Çeşme Alaçatı mı Bodrum'un denizi mi, Antalya'nın tatil köyleri mi?..

Haberin Devamı

Gazeteci yazar taifesi kendisini yavaş yavaş bu yaz Alaçatı’ya attığından beri, bir Çeşme muhabbetidir gidiyor Türk basınında...

Bellidir ki Türk yazar, çizer ve magaziner entelijansya entel ve dantel bir Çeşme muhabbetiyle geçirecek bu yazı...

Hiç gözüm yok, istedikleri gibi geçirsinler ve Çeşme’den dedikoduyu eksik etmesinler...

***

Ve fakat benim tatilciler için birkaç gerçekçi önerim var...

Hangisini isterlerse oraya gitsinler, ancak nereye gideceklerini bilsinler...

Kıyaslama son yıllarda olduğu gibi esesan Bodrum, Çeşme ve Antalya arasında olacak...

ANTALYA: Bir kere ailecek, çoluk çocuk, nispeten hesaplı ve konfor içinde bir tatil istiyorsanız Antalya çevresindeki tatil köyleri sizler için biçilmiş kaftan...

Çoluk çocuk için her türlü oyun, dans, animasyon, havuz, palyaço, her türden restoran, açık büfe, bol kepçe, az bekleme imkânlarını mevcut yapmış Antalya civarı tatil köyleri...

Biraz Rus ailelerle haşır neşir olmak durumunda kalıyorsunuz, Antalya’nın fazla nemli havasında biraz bunalıyorsunuz, ancak tatili sıcak aile ortamında, biraz çocuk gürültüsünde, keyif ve tatil zevki içinde geçirebiliyorsunuz...

Tatil köyleri müthiş konforlu, yediğin önünde yemediğin arkanda bir bollukta sunulmakta...
──────
Çeşme, Bodrum ve Antalya'yı karşılaştıran tatil yazısını, son cümlesinden sonra kaldığı yerden sürdürün.

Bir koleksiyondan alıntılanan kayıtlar
──────
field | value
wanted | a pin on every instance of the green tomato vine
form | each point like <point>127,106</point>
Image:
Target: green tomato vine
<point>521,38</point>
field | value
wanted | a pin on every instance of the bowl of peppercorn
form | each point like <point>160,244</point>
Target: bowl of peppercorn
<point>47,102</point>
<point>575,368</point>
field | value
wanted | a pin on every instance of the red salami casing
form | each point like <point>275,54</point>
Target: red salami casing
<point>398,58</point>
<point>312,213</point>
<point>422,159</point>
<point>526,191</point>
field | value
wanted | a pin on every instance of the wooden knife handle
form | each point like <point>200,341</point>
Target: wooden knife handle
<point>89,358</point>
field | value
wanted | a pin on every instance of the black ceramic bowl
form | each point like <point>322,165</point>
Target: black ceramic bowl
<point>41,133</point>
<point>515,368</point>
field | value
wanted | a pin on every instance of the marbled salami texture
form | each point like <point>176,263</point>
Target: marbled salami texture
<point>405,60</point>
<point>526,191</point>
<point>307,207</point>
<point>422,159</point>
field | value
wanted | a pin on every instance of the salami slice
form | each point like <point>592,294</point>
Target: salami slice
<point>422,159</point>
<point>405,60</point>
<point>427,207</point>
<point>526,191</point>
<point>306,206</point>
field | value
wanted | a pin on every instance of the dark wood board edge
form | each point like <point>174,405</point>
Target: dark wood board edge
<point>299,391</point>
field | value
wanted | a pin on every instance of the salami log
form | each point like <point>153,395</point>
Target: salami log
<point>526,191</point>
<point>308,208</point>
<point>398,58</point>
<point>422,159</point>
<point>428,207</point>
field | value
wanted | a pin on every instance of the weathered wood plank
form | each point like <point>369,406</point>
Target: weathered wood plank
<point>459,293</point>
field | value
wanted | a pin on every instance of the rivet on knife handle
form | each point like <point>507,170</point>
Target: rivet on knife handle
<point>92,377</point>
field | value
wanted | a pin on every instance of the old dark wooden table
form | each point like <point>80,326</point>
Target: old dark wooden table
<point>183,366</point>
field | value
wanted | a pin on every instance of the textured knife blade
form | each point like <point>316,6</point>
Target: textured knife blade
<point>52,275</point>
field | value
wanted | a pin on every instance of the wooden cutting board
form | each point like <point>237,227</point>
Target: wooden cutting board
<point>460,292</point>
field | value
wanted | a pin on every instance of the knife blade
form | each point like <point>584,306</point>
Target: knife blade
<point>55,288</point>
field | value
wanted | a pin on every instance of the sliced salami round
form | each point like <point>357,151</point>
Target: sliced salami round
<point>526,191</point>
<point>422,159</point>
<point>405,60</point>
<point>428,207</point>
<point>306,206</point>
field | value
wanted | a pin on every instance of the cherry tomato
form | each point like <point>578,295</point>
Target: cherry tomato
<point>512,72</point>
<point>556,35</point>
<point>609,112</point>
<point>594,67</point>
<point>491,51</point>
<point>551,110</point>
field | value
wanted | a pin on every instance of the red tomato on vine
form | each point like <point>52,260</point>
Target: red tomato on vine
──────
> Beklenen yanıt:
Ama hani şöyle koy koy dolaşma, laciverte çalan berrak sularda yeşilin fonunda suya atlama, dalgasız koylarda denizin keyfini çıkartma diyorsanız Antalya sizi fazla tatmin etmeyecek...

Muhtemelen olimpik süsü verilmiş havuzlarla idare edeceksiniz...

Çünkü Antalya’nın dalgalı hafif bulanık uçsuz bucaksız Akdeniz mavisi, size fazla bir deniz keyfi yaşatmaz...

ÇEŞME-ALAÇATI: Anlaşılıyor ki, ülkenin yeni kendinden makbul entelijansyası tüm gücünü ve kuvvetini Çeşme-Alaçatı’yı “in” yapmaya veriyor...

Bu taife için, Çeşme ve Alaçatı’nın Türkiye’nin en “in tatil beldesi” olması bir rüştünü ispatlama meselesi...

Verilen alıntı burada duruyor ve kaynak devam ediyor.